Records from a dataset:
***

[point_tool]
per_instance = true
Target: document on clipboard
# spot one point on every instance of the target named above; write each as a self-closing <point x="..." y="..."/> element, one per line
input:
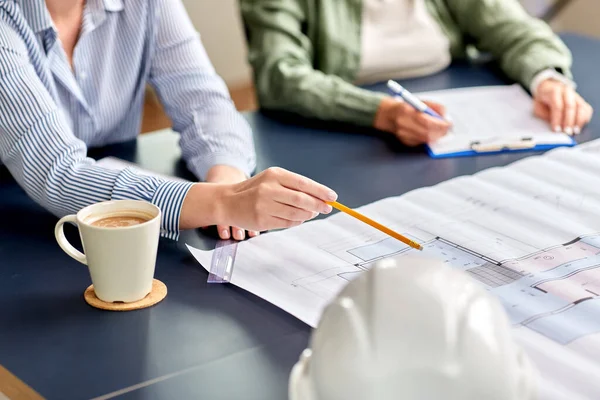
<point x="489" y="120"/>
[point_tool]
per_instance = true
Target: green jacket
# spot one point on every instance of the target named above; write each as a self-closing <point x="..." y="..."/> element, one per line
<point x="306" y="53"/>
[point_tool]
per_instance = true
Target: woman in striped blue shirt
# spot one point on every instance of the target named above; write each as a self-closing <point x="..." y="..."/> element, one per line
<point x="72" y="75"/>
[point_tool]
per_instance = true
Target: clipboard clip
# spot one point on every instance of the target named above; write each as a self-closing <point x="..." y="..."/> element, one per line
<point x="495" y="145"/>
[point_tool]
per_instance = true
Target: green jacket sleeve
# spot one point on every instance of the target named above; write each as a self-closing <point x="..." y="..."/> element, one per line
<point x="282" y="58"/>
<point x="523" y="45"/>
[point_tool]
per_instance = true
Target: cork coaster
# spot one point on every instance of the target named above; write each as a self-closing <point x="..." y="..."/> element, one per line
<point x="157" y="294"/>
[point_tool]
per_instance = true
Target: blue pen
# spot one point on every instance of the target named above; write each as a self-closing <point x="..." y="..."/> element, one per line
<point x="412" y="99"/>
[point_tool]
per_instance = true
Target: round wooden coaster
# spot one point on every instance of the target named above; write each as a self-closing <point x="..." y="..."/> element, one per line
<point x="158" y="292"/>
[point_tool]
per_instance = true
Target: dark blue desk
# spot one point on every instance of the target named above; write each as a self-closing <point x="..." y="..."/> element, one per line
<point x="203" y="341"/>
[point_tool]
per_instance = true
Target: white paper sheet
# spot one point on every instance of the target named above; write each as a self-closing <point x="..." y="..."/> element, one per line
<point x="490" y="114"/>
<point x="528" y="232"/>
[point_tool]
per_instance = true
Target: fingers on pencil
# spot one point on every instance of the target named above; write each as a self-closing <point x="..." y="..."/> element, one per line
<point x="303" y="184"/>
<point x="569" y="110"/>
<point x="556" y="111"/>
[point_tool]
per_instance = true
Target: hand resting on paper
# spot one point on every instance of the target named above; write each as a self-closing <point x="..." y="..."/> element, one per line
<point x="228" y="174"/>
<point x="274" y="199"/>
<point x="410" y="126"/>
<point x="561" y="106"/>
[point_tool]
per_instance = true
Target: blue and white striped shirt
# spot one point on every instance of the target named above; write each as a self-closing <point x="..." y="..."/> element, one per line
<point x="50" y="113"/>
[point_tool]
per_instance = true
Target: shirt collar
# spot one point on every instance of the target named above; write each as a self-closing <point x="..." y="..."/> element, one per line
<point x="97" y="10"/>
<point x="36" y="14"/>
<point x="39" y="19"/>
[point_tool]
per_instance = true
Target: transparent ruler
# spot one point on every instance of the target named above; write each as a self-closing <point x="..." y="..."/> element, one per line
<point x="223" y="259"/>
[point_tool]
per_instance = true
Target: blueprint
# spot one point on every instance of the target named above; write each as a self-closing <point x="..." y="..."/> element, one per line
<point x="529" y="233"/>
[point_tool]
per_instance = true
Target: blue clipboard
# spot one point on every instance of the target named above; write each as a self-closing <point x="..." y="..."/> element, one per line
<point x="524" y="145"/>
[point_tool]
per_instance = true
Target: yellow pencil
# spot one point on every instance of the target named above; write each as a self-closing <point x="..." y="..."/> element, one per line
<point x="374" y="224"/>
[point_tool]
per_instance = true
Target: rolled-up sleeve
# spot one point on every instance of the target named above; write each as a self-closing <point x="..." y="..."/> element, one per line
<point x="212" y="131"/>
<point x="47" y="160"/>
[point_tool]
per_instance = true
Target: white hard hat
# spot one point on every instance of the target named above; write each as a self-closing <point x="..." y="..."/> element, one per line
<point x="413" y="328"/>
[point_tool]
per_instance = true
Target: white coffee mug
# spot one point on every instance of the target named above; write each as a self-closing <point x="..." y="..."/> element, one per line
<point x="121" y="260"/>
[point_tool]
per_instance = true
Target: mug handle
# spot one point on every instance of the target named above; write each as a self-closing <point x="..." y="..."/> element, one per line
<point x="64" y="243"/>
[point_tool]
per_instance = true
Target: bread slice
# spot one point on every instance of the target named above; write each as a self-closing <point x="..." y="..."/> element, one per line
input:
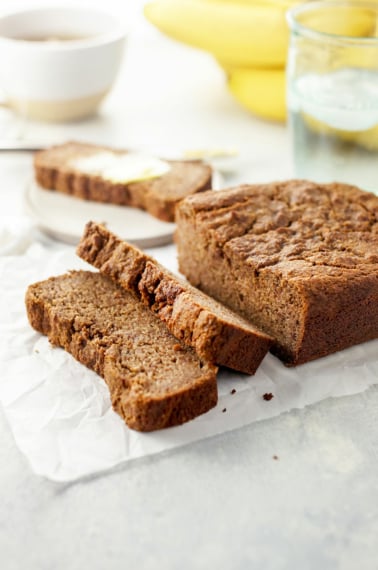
<point x="216" y="333"/>
<point x="55" y="169"/>
<point x="153" y="379"/>
<point x="298" y="258"/>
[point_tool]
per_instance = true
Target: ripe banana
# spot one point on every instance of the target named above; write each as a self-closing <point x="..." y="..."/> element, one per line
<point x="241" y="33"/>
<point x="261" y="91"/>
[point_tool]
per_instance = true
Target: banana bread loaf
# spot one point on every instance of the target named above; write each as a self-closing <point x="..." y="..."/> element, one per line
<point x="95" y="173"/>
<point x="216" y="333"/>
<point x="297" y="258"/>
<point x="154" y="380"/>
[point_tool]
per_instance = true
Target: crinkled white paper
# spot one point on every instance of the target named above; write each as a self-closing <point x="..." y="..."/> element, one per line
<point x="60" y="412"/>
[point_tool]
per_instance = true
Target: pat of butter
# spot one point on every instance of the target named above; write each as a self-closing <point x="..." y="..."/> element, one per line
<point x="123" y="168"/>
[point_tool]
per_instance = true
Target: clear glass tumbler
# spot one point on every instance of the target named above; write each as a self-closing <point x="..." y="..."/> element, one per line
<point x="332" y="91"/>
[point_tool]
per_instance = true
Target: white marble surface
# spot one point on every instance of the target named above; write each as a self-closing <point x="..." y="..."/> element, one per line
<point x="224" y="502"/>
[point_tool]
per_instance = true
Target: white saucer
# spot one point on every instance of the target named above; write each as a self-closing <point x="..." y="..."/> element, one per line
<point x="64" y="217"/>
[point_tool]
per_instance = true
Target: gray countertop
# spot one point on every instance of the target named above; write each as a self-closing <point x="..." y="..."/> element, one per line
<point x="296" y="492"/>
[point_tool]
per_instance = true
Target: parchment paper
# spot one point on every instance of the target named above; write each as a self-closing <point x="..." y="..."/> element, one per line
<point x="60" y="412"/>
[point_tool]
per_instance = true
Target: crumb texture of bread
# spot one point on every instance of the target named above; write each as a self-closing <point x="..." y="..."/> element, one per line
<point x="299" y="259"/>
<point x="54" y="169"/>
<point x="154" y="380"/>
<point x="216" y="333"/>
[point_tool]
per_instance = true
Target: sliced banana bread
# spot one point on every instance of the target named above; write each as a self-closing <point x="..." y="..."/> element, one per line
<point x="216" y="333"/>
<point x="95" y="173"/>
<point x="297" y="258"/>
<point x="153" y="379"/>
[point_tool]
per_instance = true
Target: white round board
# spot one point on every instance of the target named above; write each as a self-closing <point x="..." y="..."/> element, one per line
<point x="64" y="217"/>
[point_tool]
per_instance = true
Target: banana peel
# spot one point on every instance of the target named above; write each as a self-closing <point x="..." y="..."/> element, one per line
<point x="238" y="33"/>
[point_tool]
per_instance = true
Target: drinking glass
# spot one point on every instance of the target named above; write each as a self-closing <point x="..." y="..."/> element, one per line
<point x="332" y="91"/>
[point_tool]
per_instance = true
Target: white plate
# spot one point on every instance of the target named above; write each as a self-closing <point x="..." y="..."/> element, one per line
<point x="64" y="217"/>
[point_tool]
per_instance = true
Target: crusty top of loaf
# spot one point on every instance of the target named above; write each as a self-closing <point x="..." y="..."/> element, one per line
<point x="214" y="331"/>
<point x="299" y="228"/>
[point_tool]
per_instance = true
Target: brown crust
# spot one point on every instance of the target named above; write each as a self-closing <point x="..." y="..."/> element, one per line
<point x="216" y="334"/>
<point x="158" y="196"/>
<point x="298" y="258"/>
<point x="154" y="381"/>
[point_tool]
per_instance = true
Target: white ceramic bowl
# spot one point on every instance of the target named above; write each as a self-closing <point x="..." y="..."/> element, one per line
<point x="59" y="63"/>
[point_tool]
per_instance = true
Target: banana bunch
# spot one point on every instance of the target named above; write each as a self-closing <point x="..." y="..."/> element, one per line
<point x="248" y="38"/>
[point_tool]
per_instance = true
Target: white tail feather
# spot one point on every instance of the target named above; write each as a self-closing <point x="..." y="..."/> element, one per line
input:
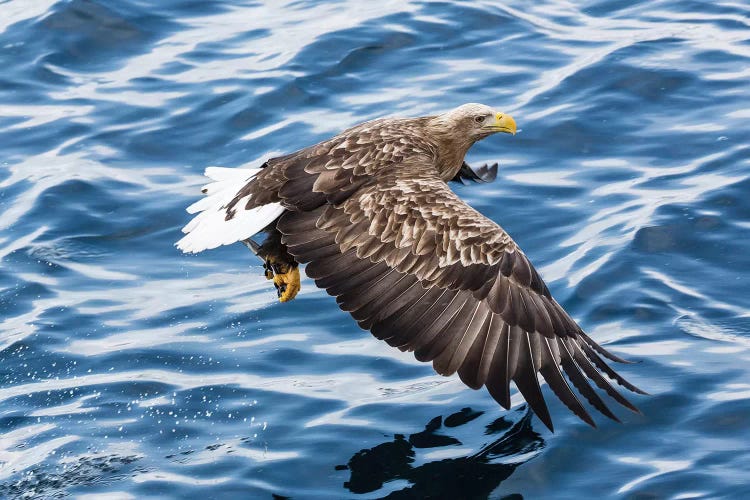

***

> [REQUIRED ACTION] Quote the data above from the line containing "Target: crumb texture of bread" to the line containing "Target: white plate", inclusive, and stop.

> [SOLUTION TO THIS EXERCISE]
Target: crumb texture of bread
# spot one point on every instance of the target named above; write each as a self-closing <point x="..." y="..."/> element, one per line
<point x="299" y="259"/>
<point x="54" y="169"/>
<point x="154" y="380"/>
<point x="216" y="333"/>
[point_tool]
per_instance = true
Target: sliced banana bread
# spot one point on every instance of the target named above; write each as a self-closing <point x="..." y="..."/> element, one per line
<point x="216" y="333"/>
<point x="95" y="173"/>
<point x="297" y="258"/>
<point x="153" y="379"/>
[point_tool]
per_instance = true
Target: white round board
# spot one point on every instance of the target named above; write each as a self-closing <point x="..." y="..."/> element, one per line
<point x="64" y="217"/>
[point_tool]
per_instance = true
Target: banana peel
# spot one point on every instance of the target named above; write each as a self-closing <point x="..." y="..."/> element, one per line
<point x="238" y="33"/>
[point_tool]
per_instance = true
Target: drinking glass
# spot one point on every instance of the target named above; write each as a self-closing <point x="..." y="..."/> element, one per line
<point x="332" y="91"/>
[point_tool]
per_instance = true
Target: white plate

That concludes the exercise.